**Provided passage**
★ ★ ★ ★
Sunday, April 5, 2026

J is for Jährliche Osterhasenparade

Did you anticipate this post? I'd totally forgotten . . . again! But Brian Berke has done one of his regular photo-essays for us, by heading down to Scully & Scully, at 54 Park Avenue, an address, to Americophiles, as prestigious or exciting, as something on the Avenue des Champs-Élysées would be to a Francophile, or Park Lane to an Anglophile! And why has it taken me nearly a decade to look that up?
 
Brian had real problems with reflection this time, hence two visits were called for, and he even tried different cameras, and while I've done what I can with cropping and contrast, you can see a camera in three or four of them, and I cropped the mice out of a larger image, so that one is a bit fuzzy, because they were background!
 
As always, the sculpts, and their painting are exquisite, and while we've seen some of them before, it's all new painting, and/or some new vignettes, along with new trees, I think. I didn't reject any of the images, so there's a bit of duplication.
 
Nothing else to add, as they are a perennial here, now, so please enjoy a bit of Easter magic from the Big Apple.
 
























Many thanks to Brian for these, they are a real treat!

H is for Happy Easter . . .

  . . . although I'm not sure what's supposed to be so 'happy' about the crucifixion of a human being? 
 
There's a number of reason why I haven't posted recently, and I'm not going to list them all here, but really, what is there to be happy about? America is being run by a potty-mouthed, narcissistic, inveterate, constant liar and megalomaniac, who seems, along with his friends Putin and Netanyahu, to be determined to destroy the world economy, the world order and international rule of law, maintained since 1945, sometimes at great cost, for what? So he can rename everything after himself?
★ ★ ★ ★
**Input for this task**
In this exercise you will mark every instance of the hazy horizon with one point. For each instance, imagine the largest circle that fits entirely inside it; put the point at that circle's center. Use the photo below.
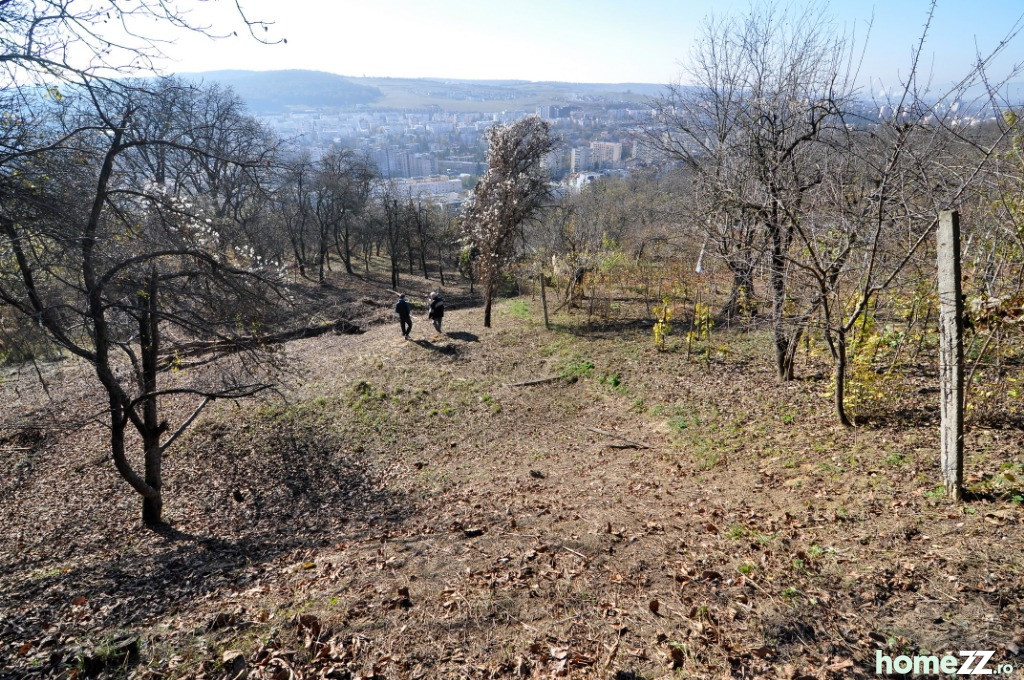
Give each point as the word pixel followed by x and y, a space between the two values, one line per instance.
pixel 599 42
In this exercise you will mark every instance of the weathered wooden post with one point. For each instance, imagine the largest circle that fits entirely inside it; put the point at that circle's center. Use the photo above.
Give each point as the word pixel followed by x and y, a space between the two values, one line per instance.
pixel 950 353
pixel 544 300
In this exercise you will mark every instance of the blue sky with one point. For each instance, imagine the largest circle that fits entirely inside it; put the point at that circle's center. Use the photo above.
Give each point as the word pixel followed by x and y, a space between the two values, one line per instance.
pixel 569 40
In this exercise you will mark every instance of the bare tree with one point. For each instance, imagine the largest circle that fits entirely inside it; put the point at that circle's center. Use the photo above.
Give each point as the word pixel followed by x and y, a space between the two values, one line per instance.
pixel 509 193
pixel 763 107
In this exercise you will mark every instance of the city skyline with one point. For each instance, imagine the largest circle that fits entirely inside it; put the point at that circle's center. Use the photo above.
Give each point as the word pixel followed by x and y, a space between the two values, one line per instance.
pixel 594 42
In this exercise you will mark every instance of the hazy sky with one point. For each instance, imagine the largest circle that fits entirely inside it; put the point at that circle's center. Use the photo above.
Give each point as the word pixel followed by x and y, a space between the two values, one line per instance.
pixel 606 41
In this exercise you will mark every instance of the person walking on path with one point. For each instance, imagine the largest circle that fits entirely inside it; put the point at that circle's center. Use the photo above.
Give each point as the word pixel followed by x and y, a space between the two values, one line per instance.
pixel 404 316
pixel 436 309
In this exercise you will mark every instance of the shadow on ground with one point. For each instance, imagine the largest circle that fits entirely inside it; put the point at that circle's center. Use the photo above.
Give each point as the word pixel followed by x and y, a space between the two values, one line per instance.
pixel 252 502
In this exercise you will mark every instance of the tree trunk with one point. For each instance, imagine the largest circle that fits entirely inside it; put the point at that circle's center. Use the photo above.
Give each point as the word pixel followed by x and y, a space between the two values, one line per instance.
pixel 783 366
pixel 741 296
pixel 150 341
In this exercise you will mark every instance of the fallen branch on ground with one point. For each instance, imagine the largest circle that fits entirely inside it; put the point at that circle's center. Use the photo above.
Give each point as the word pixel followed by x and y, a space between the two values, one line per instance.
pixel 619 436
pixel 536 381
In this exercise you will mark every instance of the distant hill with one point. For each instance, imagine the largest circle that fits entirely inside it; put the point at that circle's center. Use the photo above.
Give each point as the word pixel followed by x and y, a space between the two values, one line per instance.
pixel 268 91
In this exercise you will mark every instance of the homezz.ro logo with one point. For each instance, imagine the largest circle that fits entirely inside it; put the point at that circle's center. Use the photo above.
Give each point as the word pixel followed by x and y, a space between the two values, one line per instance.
pixel 968 663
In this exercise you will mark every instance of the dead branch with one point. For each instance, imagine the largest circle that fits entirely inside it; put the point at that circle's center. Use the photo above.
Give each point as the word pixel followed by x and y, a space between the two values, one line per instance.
pixel 619 436
pixel 536 381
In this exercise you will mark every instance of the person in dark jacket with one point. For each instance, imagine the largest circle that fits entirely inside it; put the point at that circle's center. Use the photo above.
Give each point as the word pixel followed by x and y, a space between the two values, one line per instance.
pixel 436 310
pixel 404 316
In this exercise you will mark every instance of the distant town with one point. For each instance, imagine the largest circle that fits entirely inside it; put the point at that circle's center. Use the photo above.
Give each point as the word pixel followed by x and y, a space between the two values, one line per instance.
pixel 427 138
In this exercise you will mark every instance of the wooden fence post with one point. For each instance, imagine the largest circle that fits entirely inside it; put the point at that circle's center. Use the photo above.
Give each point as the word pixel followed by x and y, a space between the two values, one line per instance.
pixel 950 353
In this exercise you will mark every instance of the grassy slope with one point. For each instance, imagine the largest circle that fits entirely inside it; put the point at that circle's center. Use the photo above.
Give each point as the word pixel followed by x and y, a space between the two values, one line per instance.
pixel 407 513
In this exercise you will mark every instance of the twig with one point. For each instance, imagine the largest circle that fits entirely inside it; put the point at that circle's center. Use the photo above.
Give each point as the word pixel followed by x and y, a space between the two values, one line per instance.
pixel 619 436
pixel 580 555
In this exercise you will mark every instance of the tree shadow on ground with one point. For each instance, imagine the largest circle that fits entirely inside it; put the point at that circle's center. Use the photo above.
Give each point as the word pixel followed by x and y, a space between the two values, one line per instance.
pixel 252 501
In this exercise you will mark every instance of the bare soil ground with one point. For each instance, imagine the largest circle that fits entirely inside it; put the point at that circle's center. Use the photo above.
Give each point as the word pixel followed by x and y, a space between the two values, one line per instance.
pixel 406 509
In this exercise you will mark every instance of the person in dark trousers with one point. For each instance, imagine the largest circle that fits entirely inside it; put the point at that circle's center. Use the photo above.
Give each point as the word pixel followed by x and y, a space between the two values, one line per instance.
pixel 404 316
pixel 436 312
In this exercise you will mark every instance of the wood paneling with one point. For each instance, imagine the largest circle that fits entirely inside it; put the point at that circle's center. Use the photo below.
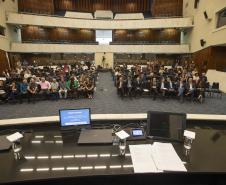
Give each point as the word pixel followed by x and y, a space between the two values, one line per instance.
pixel 52 59
pixel 116 6
pixel 147 35
pixel 211 58
pixel 156 7
pixel 219 57
pixel 36 6
pixel 167 8
pixel 3 61
pixel 41 34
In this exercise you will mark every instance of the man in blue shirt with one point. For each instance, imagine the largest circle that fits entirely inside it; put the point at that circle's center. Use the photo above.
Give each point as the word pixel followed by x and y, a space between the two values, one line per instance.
pixel 23 90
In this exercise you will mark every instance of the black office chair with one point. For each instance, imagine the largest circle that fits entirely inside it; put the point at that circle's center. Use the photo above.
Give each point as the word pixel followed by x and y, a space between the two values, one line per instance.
pixel 215 89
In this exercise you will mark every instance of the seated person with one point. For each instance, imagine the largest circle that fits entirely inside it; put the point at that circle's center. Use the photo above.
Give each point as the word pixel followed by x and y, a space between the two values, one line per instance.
pixel 23 90
pixel 3 93
pixel 54 88
pixel 90 89
pixel 45 87
pixel 63 89
pixel 13 91
pixel 32 90
pixel 72 87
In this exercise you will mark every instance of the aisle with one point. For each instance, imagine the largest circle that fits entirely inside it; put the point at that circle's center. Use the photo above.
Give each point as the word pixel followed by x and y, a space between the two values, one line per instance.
pixel 106 101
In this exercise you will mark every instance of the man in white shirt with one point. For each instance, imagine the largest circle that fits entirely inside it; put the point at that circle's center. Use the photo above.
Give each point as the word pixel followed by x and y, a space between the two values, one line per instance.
pixel 45 87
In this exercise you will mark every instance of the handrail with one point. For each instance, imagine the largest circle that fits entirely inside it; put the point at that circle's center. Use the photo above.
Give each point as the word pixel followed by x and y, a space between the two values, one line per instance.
pixel 102 117
pixel 54 15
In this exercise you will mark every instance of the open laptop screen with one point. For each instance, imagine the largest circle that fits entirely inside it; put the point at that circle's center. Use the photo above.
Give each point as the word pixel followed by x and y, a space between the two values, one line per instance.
pixel 166 125
pixel 75 117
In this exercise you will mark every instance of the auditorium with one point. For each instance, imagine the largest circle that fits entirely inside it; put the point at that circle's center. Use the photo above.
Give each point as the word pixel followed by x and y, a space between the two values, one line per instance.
pixel 110 92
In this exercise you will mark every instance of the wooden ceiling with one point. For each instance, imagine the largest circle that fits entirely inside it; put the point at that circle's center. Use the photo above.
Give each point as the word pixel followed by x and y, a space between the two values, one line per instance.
pixel 156 8
pixel 114 5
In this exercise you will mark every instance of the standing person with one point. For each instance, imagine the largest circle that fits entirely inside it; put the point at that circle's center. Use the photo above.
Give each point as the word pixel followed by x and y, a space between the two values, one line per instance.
pixel 138 86
pixel 154 87
pixel 163 88
pixel 120 87
pixel 54 88
pixel 129 86
pixel 45 87
pixel 23 90
pixel 181 88
pixel 13 91
pixel 72 86
pixel 63 89
pixel 190 89
pixel 90 89
pixel 32 90
pixel 3 94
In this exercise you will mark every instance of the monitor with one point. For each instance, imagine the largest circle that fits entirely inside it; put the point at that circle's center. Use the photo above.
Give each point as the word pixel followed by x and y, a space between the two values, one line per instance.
pixel 166 125
pixel 75 117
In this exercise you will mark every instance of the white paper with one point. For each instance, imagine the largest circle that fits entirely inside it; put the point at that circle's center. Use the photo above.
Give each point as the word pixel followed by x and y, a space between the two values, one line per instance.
pixel 122 134
pixel 189 134
pixel 14 137
pixel 166 158
pixel 142 159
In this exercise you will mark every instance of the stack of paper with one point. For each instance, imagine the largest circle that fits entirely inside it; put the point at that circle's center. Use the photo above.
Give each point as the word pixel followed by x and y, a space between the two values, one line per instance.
pixel 166 158
pixel 142 159
pixel 158 157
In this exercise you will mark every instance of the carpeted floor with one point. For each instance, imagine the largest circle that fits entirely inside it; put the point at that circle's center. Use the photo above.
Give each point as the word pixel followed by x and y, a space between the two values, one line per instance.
pixel 106 101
★ ★ ★ ★
**Required tasks**
- A) In the rows, from the line with "the bare tree" up to and including the line with "pixel 252 502", change "one line per instance" to "each point on its own line" and give those lines again with nothing else altered.
- B) Write what comes next in the Easter blog post, picking up right after its final sentence.

**Replies**
- A)
In this exercise you will mark every instance of the bare tree with one point. For each instance, imagine the largest circle that fits entirely inside it; put the point at that circle's center. Use the photo above.
Give each point as the word pixel followed by x and y, a space between the two values, each point on its own line.
pixel 509 193
pixel 763 107
In this exercise you will mark every instance of the city skyline with one point. For each instance, imagine the largest circle that fits entirely inside it; put the point at that circle's center. Use the photo above.
Give each point as the word pixel followed by x and y, a space between the two values, each point on its own line.
pixel 594 42
In this exercise you will mark every instance of the hazy sky with one point. For each instance, imagine the largest circle that fits entirely inside it; put the point at that circle's center. Use the photo above.
Give each point as the word pixel followed by x and y, a space between the two values, each point on its own line.
pixel 606 41
In this exercise you will mark every instance of the person walking on path with one point. For each instance, imagine the largest circle that fits entirely inside it; put the point at that circle's center. Use the photo above.
Give each point as the word pixel followed by x and y, a space between the two values, each point on its own line.
pixel 404 316
pixel 436 309
In this exercise you will mark every instance of the shadow on ground with one point. For each instance, imagine the largest circle that fits entirely inside it; put the point at that circle's center. Use the photo above.
Give each point as the word pixel followed by x and y, a space between the two values, each point on its own line.
pixel 252 502

- B)
Starmer, along with the King, are proving to be a pair of gutless fuckwits, and while they seem to be starting to stand-up for themselves, Europe hasn't preformed much better. Easter has become another money-fest with most supermarkets only closed today, and otherwise observing none of the Bank Holidays, and with an October storm in March, the weather is clearly as fucked as a Messiah with nails through his hands and feet.
 
Sighs . . . anyways, here's some Easter stuff, both new and from the archive, with a better post later today.
 
Scanned in '22, I don't know if these where from then, or earlier, it was a major scanning session with several hundred bits of ephemera scanned, most of which is still in the long queue! But, card flats, to join the card-flat zone! I don't know if the names change from box/batch to box/batch, and they are obviously renditions of the Lindt chocolate bunnies, from the back of a Lindt egg box.
 
One of my fondest memories of Easter was hunting the Lindt foil-wrapped, mini-eggs; in the garden if the weather was nice; in the house if Christ's tears prevented outdoor activities.
 
Mum would buy them from the big glass jar in Richard's newsagents in Hartley Wintney, and she would have the staff ensure there were equal quantities of each colour (maybe she just ate the spares?!), which I remember as two shades of gold, a pastel green and blue, a heliotrope-purple, a mauve, and a red which was closer to pinkish-crimson/maroon.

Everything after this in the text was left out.